TRECHO DO DOCUMENTO »
--- --- ---
Violações Sanitárias e Falta de Fiscalização
A situação é agravada por problemas de segurança alimentar. No Northwest ICE Processing Center, em Tacoma, Washington, sete violações relacionadas a alimentos foram registradas em 2025, contra duas em 2024 e uma em 2023, segundo o Departamento de Saúde de Tacoma-Pierce. Em abril, 57 casos de suspeita de intoxicação alimentar foram reportados, com sintomas como diarreia e dores abdominais. A investigação apontou que couve refogada, servida como substituto não listado no cardápio, continha a bactéria Bacillus cereus, associada a intoxicações por alimentos mal armazenados ou reaquecidos. Após uma inspeção surpresa, o Departamento de Saúde identificou “práticas inadequadas de manuseio de alimentos”, que foram corrigidas até 18 de junho. Apesar disso, a porta-voz do Departamento de Segurança Interna (DHS), Tricia McLaughlin, negou vínculo entre os casos de doença e alimentos específicos, afirmando que a equipe médica no local não encontrou evidências conclusivas. A fiscalização das condições nos centros também enfrenta obstáculos.
A extinção ou redução drástica do Escritório do Ombudsman de Detenção de Imigração, que monitorava as instalações do ICE, limitou os canais para denúncias. “Os detentos perderam uma via importante para relatar problemas como alimentação, superlotação e higiene”, explicou um ex-funcionário do DHS, que pediu anonimato. Karla Gilbride, advogada da Public Citizen, destacou que o escritório foi desmantelado, com a maioria dos funcionários demitida, dificultando a resolução de queixas.
O DHS nega as acusações de escassez ou má qualidade alimentar.
Em comunicado, McLaughlin afirmou que “todas as alegações de falta de comida ou condições inadequadas são falsas” e que as refeições são certificadas por nutricionistas, garantindo a segurança e o bem-estar dos detentos. No entanto, o departamento não respondeu a perguntas sobre a última visita de supervisão alimentar ou sobre a desativação do escritório do ombudsman.
--- --- ---
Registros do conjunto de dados

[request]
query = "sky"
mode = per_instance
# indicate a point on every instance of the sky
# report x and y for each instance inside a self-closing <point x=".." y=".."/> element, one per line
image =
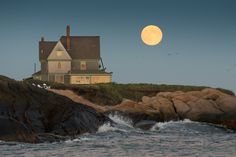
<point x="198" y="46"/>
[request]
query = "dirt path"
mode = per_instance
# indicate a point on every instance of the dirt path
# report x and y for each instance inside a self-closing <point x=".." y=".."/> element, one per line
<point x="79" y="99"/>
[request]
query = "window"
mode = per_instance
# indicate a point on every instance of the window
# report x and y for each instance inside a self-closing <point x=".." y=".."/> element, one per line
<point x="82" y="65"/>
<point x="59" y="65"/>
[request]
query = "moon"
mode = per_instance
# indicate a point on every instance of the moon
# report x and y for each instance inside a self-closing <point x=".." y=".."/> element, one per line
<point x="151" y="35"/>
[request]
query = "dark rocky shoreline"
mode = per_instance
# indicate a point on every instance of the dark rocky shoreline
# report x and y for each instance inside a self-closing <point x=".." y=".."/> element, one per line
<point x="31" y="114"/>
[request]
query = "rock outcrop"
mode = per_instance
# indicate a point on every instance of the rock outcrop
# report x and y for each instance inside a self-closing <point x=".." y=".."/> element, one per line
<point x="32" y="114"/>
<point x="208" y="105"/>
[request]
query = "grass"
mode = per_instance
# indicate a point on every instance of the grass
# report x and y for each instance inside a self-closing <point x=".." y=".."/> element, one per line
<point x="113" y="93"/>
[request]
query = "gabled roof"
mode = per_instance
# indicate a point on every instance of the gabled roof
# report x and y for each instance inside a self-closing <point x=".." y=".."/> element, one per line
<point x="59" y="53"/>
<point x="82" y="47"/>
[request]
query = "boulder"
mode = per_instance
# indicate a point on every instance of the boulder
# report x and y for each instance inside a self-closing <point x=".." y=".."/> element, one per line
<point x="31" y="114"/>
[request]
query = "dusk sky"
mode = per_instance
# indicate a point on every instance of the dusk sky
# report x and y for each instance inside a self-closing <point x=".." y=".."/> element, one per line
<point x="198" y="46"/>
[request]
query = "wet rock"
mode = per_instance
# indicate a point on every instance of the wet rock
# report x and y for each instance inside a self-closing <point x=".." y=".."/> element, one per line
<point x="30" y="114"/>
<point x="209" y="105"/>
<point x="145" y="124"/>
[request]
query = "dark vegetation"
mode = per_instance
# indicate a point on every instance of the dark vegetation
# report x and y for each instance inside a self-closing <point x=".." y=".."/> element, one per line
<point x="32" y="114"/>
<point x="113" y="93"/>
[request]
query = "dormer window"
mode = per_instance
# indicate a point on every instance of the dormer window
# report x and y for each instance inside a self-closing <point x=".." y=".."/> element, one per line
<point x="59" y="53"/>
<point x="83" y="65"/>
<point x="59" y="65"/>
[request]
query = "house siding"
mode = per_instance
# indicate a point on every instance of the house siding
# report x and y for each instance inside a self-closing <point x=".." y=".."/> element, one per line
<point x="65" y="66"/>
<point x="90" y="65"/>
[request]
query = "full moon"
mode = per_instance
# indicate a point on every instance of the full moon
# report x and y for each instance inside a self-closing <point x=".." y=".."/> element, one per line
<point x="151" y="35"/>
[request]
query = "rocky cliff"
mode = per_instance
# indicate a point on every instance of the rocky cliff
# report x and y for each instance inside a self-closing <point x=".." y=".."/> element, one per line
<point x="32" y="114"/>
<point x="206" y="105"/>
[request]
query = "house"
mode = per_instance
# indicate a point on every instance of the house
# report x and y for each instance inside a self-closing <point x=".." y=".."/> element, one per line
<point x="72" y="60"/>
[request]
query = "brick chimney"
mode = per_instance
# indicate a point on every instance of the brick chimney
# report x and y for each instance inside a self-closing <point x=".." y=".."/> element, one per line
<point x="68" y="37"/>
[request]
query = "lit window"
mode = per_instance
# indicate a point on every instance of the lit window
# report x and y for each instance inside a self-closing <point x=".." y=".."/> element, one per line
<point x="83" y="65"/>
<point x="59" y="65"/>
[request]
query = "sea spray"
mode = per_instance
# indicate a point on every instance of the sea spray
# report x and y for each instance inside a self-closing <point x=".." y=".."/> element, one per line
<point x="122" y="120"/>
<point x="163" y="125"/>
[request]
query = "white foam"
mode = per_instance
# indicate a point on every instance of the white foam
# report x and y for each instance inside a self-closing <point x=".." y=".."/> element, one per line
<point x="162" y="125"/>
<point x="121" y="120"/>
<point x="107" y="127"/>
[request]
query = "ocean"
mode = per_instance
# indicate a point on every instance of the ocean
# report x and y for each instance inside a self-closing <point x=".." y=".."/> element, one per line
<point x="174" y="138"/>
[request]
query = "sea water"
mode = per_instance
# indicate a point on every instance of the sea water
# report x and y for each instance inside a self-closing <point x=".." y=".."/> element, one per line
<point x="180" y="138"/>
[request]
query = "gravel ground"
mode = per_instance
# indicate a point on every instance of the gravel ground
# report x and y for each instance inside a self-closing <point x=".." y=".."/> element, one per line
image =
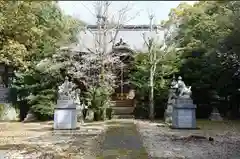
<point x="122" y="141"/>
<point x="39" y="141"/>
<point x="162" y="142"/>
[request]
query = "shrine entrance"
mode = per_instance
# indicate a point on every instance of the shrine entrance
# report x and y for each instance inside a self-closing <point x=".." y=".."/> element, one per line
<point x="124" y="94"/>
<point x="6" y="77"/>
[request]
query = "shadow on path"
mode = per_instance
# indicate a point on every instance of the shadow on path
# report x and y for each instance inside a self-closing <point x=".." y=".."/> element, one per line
--- --- ---
REQUISITO »
Dê continuidade ao trecho sobre as violações sanitárias nos centros de detenção do ICE, começando logo após a última frase apresentada. A listagem vem de outra fonte, sem relação com o trecho.

RESPOSTA »
Empresas como a GEO Group, que opera centros em Newark, Tacoma e outros locais, e a LaSalle Corrections, responsável pelo Winn Correctional Center, também foram procuradas, mas não comentaram diretamente as denúncias. A GEO Group limitou-se a afirmar que suas operações seguem padrões rigorosos do ICE.Um Sistema Sob PressãoPara Vanessa Dojaquez-Torres, da Associação Americana de Advogados de Imigração, os problemas refletem a crise generalizada no sistema de detenção. “Não há tendências específicas por empresa, mas sim um sistema superlotado como um todo”, disse.
A entidade recebeu pelo menos uma dúzia de queixas relacionadas a alimentos nas últimas semanas, incluindo relatos de longos períodos sem comida ou refeições limitadas a lanches como batatas fritas ou uma fatia de pão.
Em Newark, Nova Jersey, um tumulto em Delaney Hall, em junho, foi atribuído a condições como refeições escassas e horários irregulares, segundo o The New York Times. Embora o DHS e a GEO Group tenham negado problemas crônicos, as denúncias persistem, levantando preocupações sobre a sustentabilidade do sistema de detenção.
Enquanto o ICE enfrenta desafios logísticos e orçamentários, os detentos continuam a sofrer as consequências de um sistema sobrecarregado. A falta de transparência e a redução da fiscalização agravam a crise, deixando defensores e detentos com poucas esperanças de melhorias imediatas.